Task brief.
Please convert every line of the entries below into a JSON list of strings, one string per line, with blank lines left out.

(Pointing and labeling entries)
• • • • •
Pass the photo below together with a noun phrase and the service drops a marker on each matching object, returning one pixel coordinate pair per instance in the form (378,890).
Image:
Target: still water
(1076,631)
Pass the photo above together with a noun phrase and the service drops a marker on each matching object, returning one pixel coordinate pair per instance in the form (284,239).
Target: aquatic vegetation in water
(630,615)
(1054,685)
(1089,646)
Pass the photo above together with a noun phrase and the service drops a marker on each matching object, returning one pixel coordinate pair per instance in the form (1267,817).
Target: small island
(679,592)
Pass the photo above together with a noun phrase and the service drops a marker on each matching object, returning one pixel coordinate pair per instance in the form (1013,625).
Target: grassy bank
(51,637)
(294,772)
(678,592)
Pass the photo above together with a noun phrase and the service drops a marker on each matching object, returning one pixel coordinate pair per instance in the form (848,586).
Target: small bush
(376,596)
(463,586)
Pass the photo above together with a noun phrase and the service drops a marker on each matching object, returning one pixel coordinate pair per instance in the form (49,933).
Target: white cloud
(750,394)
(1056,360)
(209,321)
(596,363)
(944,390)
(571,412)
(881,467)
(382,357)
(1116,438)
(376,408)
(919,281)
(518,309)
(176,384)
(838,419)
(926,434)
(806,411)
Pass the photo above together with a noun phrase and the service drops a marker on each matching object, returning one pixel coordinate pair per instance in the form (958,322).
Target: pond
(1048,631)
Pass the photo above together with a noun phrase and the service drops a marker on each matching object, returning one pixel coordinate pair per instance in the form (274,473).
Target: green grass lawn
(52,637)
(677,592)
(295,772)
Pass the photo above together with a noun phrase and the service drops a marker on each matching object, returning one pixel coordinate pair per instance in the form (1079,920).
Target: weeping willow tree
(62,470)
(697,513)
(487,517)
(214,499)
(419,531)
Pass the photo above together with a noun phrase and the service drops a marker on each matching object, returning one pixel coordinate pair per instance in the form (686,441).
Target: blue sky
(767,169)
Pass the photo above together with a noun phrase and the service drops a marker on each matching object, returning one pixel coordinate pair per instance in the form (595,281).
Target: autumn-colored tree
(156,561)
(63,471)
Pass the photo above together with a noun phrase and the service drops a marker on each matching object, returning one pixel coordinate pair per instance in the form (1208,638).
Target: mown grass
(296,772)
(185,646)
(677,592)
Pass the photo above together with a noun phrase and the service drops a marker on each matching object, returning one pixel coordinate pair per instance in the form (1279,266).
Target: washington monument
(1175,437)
• • • • •
Response for this exercise.
[
  "Pass the photo below together with a noun phrase and the service drops a marker on each matching object, returning one pixel coordinate pair per instance in the form (378,890).",
  "Image:",
  "Target: still water",
  "(1076,631)",
  "Pass the photo above together with a noun phrase and the service drops a marker on each matching object, returning one pixel coordinate pair per instance in the form (284,239).",
  "Target: aquatic vegetation in water",
  "(630,615)",
  "(1054,685)",
  "(1089,646)",
  "Pass the photo above together with a noun phrase and the service drops a marker on each matching object, returning one pixel coordinate pair per instance in the form (1267,817).",
  "Target: small island",
  "(679,592)",
  "Pass the photo above together with a noun phrase and the service drops a marker on each matching object, returning one pixel coordinate pair per instance in the form (1013,625).",
  "Target: grassy bank",
  "(51,637)",
  "(294,772)",
  "(678,592)",
  "Pass the photo above together with a noun phrase and the service drops a marker on each matching object, returning one pixel coordinate pair per instance in the form (848,586).",
  "Target: small bush",
  "(376,596)",
  "(463,586)",
  "Pass the photo above together with a noun phrase and the service drops a marker on each matching object, returning one pixel coordinate pair per instance in the form (49,933).",
  "Target: white cloud",
  "(750,394)",
  "(1056,360)",
  "(209,321)",
  "(596,363)",
  "(944,390)",
  "(571,412)",
  "(881,467)",
  "(382,357)",
  "(1116,438)",
  "(376,408)",
  "(919,281)",
  "(518,309)",
  "(176,384)",
  "(838,419)",
  "(926,434)",
  "(806,411)",
  "Pass the photo above together with a noun phrase and the service drops a marker on each matching object, returning one pixel coordinate pair per instance in the form (958,322).",
  "Target: pond",
  "(1048,631)",
  "Pass the photo above together with a noun phrase and the service drops a marker on each matching object, returning one pixel coordinate pair per instance in the form (274,473).",
  "Target: green grass lawn",
  "(52,637)",
  "(677,592)",
  "(295,772)",
  "Pass the photo above together with a noun phrase and the service drops a marker on each matching object, returning one pixel coordinate pair per instance in the form (1079,920).",
  "Target: weeping willow tree",
  "(62,470)",
  "(697,513)",
  "(487,517)",
  "(214,499)",
  "(419,531)",
  "Pass the photo above together with a noun phrase and the service drops a marker on each matching object, returning one pixel coordinate pair per instance in the form (686,441).",
  "Target: blue sky",
  "(767,169)",
  "Pass the photo above together with a noun phrase and the service drops a marker on each matching object, returning one pixel coordinate pair per instance in the form (595,281).",
  "Target: autumn-colored tree",
  "(156,561)",
  "(63,471)",
  "Pass the photo above together with a noun phrase and the service drops a marker on each matching object, returning one pixel coordinate pair per instance in the form (1208,638).",
  "Target: mown grass",
  "(296,772)",
  "(185,646)",
  "(677,592)",
  "Pass the photo above together with a noun phrase and the service drops a marker on each matching object, returning one pixel coordinate pair per instance in the form (1279,266).",
  "Target: washington monument",
  "(1175,437)"
]